• [EXERCISE PROMPT]:
Please state how many lines in the rows below contain the string "street", where case counts. Reply with the number only.
◇ ◇ ◇ ◇ ◇ ◇ ◇
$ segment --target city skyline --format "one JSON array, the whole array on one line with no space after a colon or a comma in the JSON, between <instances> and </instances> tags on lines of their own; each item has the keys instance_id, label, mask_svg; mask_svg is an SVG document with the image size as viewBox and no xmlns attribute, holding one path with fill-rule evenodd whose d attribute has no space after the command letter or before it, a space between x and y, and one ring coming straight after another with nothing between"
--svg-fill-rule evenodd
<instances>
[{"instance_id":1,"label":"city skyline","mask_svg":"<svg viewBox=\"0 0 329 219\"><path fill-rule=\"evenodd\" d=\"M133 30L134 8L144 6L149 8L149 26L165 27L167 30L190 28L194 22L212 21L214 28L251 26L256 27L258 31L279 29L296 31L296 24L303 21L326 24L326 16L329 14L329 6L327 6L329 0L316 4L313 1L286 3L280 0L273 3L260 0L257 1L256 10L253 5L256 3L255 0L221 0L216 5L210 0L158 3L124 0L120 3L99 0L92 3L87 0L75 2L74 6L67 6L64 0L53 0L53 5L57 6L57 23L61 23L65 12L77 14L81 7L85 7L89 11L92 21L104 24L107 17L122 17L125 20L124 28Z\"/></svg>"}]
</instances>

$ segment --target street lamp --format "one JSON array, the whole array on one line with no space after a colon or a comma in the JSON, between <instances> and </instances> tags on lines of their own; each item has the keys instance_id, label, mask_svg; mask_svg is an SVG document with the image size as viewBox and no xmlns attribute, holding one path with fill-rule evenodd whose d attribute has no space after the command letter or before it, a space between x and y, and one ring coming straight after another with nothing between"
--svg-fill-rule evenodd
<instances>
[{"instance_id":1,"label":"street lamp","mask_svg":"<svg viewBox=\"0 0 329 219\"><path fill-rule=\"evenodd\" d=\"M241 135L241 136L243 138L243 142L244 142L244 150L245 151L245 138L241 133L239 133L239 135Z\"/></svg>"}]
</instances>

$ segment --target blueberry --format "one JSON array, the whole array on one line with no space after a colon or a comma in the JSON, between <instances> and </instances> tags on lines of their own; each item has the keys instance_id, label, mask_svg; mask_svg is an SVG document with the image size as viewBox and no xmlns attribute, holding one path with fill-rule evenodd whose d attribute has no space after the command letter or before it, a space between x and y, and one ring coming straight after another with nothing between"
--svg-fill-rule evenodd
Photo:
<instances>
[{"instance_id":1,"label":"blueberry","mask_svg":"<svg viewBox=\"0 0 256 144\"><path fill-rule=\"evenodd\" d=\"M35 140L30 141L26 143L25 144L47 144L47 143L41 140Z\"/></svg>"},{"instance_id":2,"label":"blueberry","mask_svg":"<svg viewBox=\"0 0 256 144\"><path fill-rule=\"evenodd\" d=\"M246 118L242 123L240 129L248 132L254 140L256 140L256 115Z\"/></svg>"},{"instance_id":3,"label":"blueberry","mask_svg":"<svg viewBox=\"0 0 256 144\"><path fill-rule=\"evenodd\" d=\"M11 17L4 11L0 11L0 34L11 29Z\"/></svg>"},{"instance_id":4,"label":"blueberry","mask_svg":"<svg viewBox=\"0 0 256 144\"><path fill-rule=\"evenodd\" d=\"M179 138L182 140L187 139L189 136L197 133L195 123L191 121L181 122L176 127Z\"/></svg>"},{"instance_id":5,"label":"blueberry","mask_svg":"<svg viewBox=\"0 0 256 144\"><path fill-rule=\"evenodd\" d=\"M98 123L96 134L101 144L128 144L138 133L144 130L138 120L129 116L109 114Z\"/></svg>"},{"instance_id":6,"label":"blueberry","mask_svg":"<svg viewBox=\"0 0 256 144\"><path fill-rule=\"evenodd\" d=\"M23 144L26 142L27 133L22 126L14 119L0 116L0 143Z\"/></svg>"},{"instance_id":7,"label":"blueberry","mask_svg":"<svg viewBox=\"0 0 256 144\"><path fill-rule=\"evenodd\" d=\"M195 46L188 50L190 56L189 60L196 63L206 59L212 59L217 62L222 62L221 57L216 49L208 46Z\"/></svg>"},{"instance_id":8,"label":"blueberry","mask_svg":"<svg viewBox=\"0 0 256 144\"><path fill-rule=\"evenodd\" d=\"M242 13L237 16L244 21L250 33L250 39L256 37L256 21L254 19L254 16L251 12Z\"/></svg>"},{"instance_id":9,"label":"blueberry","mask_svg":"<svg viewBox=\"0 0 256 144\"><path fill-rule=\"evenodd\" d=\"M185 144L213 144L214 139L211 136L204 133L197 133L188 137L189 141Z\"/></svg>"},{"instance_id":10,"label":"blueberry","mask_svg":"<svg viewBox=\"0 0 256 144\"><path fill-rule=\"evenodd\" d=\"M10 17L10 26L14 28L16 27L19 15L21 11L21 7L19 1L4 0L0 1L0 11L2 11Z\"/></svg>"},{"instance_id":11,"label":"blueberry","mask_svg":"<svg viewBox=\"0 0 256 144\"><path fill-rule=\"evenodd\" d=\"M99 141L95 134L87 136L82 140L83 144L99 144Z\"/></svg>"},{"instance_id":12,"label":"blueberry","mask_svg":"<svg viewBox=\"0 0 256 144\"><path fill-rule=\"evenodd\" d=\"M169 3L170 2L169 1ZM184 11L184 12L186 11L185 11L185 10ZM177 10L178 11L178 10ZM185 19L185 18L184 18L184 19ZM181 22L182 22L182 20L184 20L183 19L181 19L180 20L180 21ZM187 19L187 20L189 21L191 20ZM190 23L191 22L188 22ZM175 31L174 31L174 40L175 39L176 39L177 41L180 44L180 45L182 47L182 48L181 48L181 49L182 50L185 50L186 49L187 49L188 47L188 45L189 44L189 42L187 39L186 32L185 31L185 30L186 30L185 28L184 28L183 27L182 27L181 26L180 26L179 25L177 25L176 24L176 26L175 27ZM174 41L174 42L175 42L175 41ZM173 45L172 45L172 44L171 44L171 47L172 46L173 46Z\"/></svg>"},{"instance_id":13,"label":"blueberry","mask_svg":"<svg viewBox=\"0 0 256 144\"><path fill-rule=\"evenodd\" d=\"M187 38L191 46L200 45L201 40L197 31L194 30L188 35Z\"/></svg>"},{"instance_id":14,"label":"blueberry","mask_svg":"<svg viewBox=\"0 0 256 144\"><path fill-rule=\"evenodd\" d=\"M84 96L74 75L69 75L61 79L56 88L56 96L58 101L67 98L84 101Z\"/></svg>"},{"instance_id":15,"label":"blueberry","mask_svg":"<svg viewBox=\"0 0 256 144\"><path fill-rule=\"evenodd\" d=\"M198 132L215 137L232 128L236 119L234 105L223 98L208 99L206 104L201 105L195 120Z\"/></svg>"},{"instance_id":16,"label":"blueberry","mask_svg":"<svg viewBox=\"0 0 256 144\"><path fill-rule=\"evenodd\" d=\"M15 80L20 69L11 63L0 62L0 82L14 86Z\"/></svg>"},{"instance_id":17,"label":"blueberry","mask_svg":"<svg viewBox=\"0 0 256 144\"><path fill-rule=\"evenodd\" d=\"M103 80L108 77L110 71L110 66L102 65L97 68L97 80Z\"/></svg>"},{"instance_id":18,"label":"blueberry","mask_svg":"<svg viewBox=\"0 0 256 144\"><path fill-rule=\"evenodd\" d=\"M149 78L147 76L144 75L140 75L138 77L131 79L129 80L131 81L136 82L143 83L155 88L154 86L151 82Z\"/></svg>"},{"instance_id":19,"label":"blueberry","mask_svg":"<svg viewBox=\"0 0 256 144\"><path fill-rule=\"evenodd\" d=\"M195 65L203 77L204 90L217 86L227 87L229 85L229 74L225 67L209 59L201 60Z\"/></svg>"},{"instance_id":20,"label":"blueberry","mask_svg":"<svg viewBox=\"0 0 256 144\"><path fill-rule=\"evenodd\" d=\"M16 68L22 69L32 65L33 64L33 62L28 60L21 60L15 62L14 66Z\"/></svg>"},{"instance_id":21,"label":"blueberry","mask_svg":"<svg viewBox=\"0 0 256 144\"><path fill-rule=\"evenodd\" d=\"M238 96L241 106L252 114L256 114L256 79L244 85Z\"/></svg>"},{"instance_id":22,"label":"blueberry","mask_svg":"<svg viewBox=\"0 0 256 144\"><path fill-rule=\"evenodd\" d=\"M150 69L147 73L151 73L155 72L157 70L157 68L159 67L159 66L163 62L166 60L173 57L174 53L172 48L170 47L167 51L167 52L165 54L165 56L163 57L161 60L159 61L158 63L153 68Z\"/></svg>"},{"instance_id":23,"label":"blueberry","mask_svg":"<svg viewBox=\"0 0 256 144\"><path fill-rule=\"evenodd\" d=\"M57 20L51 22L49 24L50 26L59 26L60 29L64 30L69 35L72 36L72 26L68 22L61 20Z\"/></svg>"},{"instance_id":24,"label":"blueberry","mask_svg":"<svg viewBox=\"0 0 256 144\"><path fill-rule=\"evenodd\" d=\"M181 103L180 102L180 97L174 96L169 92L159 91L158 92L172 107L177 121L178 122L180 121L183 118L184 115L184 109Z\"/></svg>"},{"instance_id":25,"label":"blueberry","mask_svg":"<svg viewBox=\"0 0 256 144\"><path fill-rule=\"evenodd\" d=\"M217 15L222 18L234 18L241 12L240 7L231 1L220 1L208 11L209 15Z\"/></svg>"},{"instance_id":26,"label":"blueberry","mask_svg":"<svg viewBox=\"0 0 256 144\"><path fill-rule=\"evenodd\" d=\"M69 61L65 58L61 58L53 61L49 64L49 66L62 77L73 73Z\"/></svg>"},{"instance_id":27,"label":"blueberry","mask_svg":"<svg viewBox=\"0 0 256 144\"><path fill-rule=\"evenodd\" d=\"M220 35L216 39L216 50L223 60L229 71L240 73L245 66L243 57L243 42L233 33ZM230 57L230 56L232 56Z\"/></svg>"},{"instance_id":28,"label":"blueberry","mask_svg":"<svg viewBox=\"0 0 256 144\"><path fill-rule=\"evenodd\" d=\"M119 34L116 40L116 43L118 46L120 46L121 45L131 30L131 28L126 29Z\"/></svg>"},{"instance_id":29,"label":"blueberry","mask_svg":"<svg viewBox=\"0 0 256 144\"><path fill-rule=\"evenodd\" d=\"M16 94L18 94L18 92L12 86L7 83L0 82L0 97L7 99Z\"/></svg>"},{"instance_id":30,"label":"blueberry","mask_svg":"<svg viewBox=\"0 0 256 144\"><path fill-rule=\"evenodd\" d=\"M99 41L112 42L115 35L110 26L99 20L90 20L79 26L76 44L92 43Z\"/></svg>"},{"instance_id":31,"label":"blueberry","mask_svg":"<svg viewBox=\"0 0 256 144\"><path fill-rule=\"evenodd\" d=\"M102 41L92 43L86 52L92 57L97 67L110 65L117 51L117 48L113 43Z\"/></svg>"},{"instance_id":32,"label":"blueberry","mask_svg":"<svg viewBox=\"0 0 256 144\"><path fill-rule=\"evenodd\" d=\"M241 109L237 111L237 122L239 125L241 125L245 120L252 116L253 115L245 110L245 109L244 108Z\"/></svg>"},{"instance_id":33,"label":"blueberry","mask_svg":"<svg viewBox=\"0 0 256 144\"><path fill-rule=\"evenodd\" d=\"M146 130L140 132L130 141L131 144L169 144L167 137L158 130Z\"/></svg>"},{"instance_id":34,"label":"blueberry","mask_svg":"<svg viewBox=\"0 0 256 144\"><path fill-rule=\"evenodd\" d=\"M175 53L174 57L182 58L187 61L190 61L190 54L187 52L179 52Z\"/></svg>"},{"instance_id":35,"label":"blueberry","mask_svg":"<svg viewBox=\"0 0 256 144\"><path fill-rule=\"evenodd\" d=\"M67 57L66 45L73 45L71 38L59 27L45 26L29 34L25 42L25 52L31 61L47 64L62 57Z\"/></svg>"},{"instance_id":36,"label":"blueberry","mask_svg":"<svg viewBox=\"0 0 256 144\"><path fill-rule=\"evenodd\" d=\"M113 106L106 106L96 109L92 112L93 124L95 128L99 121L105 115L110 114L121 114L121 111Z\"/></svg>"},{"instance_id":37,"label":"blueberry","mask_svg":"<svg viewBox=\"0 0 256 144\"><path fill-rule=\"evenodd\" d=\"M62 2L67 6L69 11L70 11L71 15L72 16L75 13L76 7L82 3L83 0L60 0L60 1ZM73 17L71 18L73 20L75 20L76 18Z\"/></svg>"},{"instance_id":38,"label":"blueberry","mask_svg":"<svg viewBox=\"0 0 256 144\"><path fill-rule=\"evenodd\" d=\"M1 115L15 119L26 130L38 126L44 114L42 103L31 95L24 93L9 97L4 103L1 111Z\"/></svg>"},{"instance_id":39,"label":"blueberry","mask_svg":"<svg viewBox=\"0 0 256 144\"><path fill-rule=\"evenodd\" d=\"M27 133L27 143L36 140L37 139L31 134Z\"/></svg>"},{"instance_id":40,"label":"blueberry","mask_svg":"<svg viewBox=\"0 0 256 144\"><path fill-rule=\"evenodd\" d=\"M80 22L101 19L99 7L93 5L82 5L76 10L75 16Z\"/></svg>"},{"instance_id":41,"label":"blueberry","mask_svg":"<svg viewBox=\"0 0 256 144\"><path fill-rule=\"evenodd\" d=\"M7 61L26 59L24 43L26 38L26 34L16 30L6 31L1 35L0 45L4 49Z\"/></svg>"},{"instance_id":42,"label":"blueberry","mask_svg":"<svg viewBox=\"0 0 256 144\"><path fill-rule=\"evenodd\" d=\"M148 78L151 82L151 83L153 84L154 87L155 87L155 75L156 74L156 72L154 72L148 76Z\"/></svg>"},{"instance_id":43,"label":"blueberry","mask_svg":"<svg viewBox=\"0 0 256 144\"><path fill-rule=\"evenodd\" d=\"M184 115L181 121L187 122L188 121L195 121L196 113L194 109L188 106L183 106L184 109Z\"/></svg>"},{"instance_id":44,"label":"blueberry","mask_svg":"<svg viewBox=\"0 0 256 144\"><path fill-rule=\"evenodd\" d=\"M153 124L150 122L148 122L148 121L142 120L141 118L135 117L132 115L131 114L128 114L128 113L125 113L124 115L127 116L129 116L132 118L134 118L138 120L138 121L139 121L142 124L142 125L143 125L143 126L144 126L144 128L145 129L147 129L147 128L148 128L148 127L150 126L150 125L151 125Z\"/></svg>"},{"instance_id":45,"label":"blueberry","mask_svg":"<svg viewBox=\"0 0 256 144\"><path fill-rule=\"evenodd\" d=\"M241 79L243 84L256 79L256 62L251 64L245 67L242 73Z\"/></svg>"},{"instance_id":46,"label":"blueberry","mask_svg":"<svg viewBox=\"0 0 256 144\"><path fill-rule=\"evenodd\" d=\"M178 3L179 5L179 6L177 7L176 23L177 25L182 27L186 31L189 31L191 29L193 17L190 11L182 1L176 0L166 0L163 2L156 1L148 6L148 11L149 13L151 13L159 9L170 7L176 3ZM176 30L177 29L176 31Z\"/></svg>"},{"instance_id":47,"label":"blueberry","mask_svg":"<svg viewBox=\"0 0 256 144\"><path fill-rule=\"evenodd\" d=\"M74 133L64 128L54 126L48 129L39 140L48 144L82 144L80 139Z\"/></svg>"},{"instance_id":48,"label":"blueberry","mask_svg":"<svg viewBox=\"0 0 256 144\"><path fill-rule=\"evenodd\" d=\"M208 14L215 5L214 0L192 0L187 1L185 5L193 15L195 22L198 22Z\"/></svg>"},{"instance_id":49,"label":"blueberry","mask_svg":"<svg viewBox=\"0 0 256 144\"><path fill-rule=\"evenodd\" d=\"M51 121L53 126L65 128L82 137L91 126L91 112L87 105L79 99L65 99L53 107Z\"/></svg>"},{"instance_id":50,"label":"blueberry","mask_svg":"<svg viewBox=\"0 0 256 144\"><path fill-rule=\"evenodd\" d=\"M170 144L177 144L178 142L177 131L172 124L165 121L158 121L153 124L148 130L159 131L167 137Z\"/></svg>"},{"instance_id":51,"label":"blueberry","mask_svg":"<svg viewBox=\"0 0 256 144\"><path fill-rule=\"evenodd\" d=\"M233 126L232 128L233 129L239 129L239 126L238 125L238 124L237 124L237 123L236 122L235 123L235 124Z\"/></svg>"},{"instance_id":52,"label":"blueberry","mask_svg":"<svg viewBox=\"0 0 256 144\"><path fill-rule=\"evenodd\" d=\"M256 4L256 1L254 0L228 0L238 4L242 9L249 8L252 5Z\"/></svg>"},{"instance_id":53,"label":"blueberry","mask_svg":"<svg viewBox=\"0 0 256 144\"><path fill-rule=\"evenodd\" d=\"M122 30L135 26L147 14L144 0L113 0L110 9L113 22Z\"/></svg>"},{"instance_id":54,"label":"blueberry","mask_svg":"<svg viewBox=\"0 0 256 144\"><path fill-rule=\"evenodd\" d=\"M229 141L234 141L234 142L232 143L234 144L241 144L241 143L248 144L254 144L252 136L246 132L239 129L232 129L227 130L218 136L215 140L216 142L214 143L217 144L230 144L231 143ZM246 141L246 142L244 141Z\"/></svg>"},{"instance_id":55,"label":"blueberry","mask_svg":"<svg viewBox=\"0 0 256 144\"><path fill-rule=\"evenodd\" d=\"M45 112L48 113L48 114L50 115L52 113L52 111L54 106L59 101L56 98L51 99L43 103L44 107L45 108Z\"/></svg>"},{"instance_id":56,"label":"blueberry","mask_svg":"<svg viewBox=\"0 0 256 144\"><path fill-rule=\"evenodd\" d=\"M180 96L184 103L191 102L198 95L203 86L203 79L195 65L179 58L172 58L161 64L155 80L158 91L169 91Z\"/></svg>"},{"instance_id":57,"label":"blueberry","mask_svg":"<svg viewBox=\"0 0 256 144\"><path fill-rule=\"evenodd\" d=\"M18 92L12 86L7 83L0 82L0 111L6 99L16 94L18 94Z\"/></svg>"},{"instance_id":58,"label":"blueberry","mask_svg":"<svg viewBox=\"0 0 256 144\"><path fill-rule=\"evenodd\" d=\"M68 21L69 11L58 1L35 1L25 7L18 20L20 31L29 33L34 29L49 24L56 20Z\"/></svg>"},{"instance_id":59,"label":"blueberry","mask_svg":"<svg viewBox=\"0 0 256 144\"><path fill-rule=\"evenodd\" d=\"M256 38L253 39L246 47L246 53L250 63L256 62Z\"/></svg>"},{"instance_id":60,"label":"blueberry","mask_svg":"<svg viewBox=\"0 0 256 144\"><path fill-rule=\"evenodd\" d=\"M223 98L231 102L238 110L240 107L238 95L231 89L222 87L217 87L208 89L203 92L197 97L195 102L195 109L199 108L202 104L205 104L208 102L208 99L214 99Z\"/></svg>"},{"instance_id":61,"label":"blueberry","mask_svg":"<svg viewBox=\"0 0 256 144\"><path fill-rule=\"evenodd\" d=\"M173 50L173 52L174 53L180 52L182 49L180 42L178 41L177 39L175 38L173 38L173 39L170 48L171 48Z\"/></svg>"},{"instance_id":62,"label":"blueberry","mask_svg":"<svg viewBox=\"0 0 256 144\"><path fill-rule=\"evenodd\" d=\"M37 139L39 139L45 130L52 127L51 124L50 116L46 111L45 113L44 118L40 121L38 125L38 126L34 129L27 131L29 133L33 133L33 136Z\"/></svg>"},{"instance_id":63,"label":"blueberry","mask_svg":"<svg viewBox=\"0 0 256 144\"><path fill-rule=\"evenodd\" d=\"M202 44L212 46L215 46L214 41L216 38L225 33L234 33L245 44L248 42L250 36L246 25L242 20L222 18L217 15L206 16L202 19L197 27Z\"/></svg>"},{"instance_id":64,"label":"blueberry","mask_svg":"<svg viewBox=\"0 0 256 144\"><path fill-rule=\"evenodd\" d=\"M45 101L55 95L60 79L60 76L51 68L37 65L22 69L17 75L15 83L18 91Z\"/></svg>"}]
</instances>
◇ ◇ ◇ ◇ ◇ ◇ ◇
• [FINAL ANSWER]:
2